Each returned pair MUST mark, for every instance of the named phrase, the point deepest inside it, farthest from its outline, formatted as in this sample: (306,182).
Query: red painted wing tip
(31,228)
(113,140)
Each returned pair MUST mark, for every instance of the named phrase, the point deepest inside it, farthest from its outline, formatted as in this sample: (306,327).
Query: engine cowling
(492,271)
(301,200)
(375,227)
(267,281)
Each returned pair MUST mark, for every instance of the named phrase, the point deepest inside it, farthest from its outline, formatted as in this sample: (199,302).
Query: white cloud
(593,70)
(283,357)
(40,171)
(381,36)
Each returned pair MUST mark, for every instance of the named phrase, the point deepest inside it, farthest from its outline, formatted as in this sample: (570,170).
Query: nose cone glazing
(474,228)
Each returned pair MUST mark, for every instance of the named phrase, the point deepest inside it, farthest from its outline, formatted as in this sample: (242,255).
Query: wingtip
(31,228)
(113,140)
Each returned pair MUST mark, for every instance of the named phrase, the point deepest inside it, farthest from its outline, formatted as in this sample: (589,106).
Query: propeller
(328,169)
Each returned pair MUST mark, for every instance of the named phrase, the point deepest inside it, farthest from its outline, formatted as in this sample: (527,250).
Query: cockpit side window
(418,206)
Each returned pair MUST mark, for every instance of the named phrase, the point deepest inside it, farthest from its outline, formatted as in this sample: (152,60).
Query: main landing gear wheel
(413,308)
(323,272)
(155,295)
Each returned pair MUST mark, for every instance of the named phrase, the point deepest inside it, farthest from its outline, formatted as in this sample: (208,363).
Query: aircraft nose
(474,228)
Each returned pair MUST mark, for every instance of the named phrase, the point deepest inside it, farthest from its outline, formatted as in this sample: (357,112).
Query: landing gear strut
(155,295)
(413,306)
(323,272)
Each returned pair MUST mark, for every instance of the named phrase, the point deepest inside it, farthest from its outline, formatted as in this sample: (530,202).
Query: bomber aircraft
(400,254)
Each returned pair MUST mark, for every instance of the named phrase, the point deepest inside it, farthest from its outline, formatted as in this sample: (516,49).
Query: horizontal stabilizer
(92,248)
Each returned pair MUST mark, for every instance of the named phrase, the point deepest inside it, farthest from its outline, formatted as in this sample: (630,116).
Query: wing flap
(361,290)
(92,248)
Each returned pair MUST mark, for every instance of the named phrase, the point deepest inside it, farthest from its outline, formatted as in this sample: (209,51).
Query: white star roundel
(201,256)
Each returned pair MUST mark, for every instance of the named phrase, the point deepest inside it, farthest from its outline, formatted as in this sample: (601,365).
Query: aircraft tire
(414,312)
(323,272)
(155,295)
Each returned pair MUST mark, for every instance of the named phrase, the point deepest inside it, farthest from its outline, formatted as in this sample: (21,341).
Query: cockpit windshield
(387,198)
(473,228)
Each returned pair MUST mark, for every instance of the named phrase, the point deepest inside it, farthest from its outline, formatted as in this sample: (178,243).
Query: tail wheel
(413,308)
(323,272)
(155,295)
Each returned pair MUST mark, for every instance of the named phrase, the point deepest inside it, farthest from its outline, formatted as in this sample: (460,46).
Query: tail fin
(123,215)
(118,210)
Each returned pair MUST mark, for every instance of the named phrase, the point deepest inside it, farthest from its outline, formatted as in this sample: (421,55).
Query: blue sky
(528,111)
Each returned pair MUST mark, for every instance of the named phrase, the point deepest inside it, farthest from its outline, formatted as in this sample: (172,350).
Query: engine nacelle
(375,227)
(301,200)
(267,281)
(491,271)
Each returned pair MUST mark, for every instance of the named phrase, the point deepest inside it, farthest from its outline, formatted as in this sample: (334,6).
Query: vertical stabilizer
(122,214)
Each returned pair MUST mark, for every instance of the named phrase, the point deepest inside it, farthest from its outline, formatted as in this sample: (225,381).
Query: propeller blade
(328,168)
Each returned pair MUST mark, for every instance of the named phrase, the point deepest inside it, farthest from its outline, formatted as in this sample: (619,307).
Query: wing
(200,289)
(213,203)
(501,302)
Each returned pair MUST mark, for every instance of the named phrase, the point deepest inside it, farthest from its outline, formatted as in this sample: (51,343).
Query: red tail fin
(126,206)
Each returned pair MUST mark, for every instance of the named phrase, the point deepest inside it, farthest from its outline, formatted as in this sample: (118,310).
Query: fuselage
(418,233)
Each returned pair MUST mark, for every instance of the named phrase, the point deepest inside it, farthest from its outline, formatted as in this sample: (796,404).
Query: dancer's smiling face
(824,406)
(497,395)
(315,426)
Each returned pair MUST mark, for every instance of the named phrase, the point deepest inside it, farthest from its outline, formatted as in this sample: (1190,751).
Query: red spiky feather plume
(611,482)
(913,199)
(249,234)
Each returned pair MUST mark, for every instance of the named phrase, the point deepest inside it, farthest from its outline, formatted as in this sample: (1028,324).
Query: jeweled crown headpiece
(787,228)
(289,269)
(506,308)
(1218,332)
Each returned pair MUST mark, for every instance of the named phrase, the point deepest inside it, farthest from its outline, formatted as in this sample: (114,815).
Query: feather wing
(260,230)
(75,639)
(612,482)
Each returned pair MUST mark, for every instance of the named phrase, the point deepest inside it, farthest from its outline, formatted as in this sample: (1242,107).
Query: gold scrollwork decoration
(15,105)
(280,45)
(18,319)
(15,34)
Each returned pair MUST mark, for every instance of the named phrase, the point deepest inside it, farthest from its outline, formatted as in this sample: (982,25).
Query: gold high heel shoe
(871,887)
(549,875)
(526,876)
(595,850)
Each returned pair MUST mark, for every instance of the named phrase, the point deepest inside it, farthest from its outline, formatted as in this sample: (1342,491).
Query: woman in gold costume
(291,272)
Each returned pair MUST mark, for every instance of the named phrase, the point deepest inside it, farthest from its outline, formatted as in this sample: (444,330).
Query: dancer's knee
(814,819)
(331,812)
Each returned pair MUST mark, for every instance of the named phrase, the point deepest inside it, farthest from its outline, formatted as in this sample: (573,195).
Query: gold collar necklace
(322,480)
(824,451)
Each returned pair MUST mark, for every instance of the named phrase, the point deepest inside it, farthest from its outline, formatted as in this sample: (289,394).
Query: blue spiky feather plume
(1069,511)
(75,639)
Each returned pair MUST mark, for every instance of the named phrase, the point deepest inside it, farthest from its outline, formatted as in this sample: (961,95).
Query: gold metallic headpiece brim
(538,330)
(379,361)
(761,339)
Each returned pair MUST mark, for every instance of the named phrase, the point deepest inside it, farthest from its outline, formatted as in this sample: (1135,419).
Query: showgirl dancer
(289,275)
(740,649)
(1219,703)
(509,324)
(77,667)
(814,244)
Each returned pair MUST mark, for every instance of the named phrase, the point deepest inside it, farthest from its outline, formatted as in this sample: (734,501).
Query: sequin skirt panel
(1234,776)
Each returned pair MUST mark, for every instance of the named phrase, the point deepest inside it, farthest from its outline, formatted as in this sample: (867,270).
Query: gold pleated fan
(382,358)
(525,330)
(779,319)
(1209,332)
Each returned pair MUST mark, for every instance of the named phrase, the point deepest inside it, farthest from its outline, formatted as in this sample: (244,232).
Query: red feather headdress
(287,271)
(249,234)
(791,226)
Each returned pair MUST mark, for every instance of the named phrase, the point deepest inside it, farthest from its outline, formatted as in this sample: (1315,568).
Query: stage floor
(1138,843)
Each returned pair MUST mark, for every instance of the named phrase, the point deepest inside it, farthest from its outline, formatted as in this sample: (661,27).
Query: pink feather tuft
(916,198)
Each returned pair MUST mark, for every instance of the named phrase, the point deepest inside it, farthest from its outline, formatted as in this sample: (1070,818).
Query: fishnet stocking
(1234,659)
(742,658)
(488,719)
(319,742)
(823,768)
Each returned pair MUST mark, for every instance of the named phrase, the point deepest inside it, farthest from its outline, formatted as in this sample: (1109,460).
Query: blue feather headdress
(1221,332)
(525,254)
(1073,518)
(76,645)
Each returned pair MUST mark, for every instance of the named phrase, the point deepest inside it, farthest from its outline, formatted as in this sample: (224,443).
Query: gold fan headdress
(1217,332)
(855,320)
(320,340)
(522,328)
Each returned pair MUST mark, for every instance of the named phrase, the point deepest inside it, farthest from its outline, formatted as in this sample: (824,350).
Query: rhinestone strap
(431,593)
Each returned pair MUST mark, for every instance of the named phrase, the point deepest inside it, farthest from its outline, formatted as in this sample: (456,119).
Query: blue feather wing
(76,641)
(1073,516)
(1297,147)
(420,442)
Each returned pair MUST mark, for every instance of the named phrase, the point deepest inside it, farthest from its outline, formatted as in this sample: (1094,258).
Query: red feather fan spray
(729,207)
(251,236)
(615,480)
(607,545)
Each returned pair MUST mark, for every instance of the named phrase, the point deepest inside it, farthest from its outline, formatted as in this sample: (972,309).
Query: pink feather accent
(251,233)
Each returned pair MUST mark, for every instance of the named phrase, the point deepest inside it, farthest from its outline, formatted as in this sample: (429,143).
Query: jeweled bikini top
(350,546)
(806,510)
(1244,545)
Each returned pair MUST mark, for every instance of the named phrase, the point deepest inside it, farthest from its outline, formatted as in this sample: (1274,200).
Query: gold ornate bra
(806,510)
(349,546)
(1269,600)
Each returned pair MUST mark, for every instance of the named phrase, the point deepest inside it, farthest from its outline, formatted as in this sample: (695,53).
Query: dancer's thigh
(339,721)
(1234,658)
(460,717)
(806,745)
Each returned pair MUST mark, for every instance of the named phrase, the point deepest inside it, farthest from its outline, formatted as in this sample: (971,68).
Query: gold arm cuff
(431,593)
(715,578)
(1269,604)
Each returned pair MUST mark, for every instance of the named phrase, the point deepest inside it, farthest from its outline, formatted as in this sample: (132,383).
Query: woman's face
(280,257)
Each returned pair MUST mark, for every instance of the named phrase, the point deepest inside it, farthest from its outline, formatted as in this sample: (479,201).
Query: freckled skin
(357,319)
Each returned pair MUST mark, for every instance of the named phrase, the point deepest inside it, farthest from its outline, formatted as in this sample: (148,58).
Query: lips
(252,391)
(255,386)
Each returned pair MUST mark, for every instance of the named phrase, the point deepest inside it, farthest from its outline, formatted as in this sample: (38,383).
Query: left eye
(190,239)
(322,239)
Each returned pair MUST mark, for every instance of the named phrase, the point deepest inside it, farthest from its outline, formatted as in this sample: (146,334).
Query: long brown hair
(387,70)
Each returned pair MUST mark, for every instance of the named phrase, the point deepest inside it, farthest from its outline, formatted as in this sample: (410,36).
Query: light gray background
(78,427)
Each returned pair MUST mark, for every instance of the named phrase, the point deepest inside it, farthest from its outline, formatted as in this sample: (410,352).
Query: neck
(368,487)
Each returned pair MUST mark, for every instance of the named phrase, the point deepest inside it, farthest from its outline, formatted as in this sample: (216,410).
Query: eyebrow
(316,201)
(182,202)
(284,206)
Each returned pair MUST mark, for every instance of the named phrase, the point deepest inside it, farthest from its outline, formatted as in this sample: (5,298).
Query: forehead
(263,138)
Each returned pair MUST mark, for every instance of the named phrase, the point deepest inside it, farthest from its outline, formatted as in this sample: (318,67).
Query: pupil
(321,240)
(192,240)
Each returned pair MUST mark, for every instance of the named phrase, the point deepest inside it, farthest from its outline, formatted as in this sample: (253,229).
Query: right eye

——

* **Required task**
Output the data word for word, starting at the line that contains "this sample: (5,298)." and ending at the final line of the data.

* **Solution to this exercise**
Each returned pair MUST mark, for every instance of the named phrase, the point deepest inside it, farthest from its outline, formatted as in this sample: (5,298).
Query: forehead
(263,138)
Each returned pair MUST mark, for every instance of the named phrase, the point deepest inside it, farthest from its outline, formatted as in this sample: (318,67).
Query: pupil
(321,240)
(192,240)
Each returned pair MUST mark, for every instance of the named phrase, the point deepest inside it, farthest from its outline, formatted as in this sample: (253,229).
Query: right eye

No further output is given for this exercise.